* Extract *
######
José Francisco Miguel António de Mendonça, or rather, Mendoça (Lisbon, October 2, 1725 - Lisbon, February 11, 1808), was the fifth Patriarch of Lisbon under the name of D. José II.

==Biography==
He was the son of Nuno Manuel de Mendoça, 4th Count of Vale de Reis, and his wife, D. Leonor Maria Antónia de Noronha. He was the younger brother of the 5th Count and 1st Count of Azambuja, and of D. João Rafael de Mendonça, Bishop of Porto.

He graduated in canon law, having been canon of the Patriarchal See of Lisbon, Monsignor and still principal of the same church.

José Mendonca succeeded D. Francisco de Lemos as rector of the University of Coimbra from 1780 to 1785. During his tenure he attempted introduce a number of reforms.

In 1786, he was appointed Patriarch of Lisbon. By 1792 he was still trying to get permission from the Real Mesa Censória (Royal Censorial Court) to publish two pastoral letters. A law passed on April 5, 1768 reaffirmed the right of "temporal sovereignty" over the prohibition of "pernicious books and papers" in the interest of political defense. As the Mesa had jurisdiction over all printed materials, this included pastoral letters.

Pope Pius VI made him a cardinal in 1788. He died in 1808 and his body is buried in the Convent of Grace.
######
* The data *
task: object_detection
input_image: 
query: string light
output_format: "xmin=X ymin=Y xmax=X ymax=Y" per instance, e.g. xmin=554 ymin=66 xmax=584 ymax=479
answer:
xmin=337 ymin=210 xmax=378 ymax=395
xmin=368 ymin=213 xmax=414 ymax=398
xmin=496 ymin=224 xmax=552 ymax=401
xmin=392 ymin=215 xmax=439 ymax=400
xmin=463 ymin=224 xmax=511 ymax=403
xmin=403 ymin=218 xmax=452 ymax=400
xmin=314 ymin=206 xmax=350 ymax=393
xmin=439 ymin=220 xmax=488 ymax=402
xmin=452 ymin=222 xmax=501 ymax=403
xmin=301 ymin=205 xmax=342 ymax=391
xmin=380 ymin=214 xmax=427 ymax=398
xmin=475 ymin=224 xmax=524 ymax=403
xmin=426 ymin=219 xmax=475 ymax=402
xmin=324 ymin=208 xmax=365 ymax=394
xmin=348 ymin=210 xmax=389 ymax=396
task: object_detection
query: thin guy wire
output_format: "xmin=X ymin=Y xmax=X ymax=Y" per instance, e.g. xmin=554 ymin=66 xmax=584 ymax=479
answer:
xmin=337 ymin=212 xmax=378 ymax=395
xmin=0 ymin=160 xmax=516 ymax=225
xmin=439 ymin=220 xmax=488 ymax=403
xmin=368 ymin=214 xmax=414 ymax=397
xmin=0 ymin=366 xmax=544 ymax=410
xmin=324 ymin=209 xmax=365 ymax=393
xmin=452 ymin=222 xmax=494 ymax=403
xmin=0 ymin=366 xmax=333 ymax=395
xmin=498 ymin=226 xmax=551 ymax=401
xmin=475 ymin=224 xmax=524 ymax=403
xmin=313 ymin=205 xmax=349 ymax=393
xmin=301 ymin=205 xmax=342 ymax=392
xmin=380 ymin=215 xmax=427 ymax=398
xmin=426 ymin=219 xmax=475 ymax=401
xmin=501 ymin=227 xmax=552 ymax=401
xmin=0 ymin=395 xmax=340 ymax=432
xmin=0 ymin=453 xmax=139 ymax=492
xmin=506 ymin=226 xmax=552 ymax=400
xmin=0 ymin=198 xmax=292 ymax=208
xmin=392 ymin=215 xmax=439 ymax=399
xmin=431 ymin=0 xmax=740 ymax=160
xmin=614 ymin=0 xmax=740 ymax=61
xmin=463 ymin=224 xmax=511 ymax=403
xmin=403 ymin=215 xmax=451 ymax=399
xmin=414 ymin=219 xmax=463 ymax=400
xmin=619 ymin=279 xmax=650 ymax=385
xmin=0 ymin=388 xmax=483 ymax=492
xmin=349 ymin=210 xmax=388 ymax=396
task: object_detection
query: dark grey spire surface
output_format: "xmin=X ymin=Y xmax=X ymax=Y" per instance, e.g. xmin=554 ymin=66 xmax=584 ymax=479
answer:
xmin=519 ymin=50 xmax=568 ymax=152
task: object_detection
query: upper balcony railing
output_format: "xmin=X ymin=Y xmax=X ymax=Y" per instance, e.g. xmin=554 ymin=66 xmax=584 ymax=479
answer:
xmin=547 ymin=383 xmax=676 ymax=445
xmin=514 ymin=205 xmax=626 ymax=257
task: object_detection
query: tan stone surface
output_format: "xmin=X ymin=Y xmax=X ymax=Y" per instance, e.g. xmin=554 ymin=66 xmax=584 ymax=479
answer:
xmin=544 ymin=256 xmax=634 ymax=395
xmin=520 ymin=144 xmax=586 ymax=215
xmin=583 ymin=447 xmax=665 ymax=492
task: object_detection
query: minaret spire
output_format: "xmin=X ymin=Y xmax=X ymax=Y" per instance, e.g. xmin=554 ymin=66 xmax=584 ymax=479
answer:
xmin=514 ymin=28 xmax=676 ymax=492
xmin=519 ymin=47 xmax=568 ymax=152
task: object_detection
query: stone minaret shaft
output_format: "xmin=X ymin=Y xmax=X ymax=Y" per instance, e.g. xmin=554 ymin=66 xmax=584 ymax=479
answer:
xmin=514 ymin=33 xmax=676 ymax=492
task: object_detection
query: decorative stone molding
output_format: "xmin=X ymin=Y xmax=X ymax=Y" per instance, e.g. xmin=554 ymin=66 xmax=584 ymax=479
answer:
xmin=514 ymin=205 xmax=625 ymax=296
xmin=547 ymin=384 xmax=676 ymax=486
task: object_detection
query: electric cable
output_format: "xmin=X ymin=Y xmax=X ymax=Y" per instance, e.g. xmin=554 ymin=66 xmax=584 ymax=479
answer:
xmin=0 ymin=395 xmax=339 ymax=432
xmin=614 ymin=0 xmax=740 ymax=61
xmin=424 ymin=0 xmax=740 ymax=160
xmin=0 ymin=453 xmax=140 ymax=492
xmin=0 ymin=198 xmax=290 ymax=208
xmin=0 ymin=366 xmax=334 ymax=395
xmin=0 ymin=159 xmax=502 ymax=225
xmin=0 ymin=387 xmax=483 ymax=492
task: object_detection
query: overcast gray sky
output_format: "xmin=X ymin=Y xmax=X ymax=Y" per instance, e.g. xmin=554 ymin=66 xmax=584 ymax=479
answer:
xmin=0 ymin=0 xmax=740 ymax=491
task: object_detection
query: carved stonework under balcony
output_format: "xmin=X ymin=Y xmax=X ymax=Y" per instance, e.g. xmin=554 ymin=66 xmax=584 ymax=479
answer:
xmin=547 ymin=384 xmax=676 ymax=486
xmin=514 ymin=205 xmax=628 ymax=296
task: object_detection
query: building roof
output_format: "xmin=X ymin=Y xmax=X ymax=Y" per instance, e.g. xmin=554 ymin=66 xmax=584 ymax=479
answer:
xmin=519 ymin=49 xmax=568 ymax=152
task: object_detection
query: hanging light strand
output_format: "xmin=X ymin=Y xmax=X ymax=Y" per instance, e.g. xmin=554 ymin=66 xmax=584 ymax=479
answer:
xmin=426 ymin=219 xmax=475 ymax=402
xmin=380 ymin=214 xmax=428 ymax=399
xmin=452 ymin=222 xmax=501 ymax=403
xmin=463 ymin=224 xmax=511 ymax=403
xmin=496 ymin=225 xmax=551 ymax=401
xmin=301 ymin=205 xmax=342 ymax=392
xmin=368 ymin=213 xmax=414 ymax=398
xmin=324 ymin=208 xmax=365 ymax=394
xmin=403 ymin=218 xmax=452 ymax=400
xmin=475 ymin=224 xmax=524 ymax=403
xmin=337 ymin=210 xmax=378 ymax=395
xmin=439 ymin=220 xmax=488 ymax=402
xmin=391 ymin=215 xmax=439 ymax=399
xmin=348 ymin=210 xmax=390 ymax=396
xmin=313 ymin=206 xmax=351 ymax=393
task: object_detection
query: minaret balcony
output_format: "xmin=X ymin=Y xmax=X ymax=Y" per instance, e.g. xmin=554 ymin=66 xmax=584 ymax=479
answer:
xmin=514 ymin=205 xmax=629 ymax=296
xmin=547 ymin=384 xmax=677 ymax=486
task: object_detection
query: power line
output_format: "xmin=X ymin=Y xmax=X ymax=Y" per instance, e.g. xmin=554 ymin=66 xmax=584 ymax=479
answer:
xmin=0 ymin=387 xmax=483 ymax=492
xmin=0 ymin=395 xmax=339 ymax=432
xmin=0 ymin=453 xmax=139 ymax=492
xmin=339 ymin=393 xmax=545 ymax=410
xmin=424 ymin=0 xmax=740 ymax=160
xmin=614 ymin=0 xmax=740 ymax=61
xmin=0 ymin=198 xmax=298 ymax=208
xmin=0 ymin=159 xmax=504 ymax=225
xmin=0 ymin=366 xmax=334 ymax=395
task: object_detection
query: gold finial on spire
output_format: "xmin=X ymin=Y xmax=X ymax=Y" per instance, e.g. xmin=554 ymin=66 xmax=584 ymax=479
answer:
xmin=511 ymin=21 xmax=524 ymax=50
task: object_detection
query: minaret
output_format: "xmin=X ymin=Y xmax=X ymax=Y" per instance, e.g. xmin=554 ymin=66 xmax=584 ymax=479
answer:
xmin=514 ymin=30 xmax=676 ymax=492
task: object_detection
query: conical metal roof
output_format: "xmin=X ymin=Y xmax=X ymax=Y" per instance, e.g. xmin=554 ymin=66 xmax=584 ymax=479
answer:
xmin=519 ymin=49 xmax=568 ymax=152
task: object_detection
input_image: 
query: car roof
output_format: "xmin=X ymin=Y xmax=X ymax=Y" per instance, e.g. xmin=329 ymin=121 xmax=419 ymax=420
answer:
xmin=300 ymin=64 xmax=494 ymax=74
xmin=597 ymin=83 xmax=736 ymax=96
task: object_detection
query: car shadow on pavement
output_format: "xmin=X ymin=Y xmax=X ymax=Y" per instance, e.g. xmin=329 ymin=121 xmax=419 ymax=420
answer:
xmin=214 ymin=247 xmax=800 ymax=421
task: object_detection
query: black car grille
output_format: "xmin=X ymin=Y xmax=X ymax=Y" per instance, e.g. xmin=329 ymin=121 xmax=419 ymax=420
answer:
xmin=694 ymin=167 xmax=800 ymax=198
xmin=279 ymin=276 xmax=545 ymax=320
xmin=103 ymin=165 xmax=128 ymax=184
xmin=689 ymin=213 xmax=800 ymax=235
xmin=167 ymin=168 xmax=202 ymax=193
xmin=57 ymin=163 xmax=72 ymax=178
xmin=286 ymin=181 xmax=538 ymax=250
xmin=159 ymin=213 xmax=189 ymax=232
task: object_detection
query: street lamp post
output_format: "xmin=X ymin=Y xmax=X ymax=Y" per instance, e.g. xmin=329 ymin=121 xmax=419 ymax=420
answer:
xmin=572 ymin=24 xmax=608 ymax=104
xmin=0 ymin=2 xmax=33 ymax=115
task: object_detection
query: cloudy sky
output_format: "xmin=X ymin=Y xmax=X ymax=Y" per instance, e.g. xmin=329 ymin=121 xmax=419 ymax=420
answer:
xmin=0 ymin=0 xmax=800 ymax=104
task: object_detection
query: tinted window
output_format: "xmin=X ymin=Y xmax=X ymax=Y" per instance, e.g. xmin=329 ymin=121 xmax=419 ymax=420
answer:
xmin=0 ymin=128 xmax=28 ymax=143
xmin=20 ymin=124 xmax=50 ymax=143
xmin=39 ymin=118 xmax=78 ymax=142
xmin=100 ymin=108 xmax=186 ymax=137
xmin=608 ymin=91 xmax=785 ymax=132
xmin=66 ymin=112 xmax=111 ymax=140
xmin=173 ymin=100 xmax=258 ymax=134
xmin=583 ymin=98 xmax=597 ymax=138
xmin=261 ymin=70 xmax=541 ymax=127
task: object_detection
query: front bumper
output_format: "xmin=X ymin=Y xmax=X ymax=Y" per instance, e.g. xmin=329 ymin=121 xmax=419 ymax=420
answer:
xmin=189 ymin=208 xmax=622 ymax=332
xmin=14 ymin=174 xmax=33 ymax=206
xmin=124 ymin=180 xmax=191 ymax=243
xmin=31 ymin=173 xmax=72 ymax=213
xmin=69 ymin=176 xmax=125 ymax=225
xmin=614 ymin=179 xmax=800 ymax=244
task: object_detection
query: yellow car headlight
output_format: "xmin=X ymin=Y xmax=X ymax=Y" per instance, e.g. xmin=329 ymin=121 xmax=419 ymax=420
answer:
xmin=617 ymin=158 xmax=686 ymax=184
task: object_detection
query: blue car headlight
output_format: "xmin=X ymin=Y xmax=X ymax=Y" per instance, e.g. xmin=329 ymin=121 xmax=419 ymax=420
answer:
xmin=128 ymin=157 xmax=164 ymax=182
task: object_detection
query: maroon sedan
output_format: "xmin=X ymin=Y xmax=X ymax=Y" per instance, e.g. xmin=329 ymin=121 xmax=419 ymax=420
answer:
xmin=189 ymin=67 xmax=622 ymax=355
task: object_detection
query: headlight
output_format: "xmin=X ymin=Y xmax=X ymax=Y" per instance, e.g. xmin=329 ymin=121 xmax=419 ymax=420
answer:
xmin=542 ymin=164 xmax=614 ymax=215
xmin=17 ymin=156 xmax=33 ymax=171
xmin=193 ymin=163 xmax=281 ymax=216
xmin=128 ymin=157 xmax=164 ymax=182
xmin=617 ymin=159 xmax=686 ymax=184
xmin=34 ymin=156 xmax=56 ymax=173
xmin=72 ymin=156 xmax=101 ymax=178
######
* Task details *
In the biography, rewrite the part that opens with the words containing "He graduated in" and closes with "Convent of Grace.", putting "episcopal letters" wherever "pastoral letters" appears.

* Output for this exercise *
He graduated in canon law, having been canon of the Patriarchal See of Lisbon, Monsignor and still principal of the same church.

José Mendonca succeeded D. Francisco de Lemos as rector of the University of Coimbra from 1780 to 1785. During his tenure he attempted introduce a number of reforms.

In 1786, he was appointed Patriarch of Lisbon. By 1792 he was still trying to get permission from the Real Mesa Censória (Royal Censorial Court) to publish two episcopal letters. A law passed on April 5, 1768 reaffirmed the right of "temporal sovereignty" over the prohibition of "pernicious books and papers" in the interest of political defense. As the Mesa had jurisdiction over all printed materials, this included episcopal letters.

Pope Pius VI made him a cardinal in 1788. He died in 1808 and his body is buried in the Convent of Grace.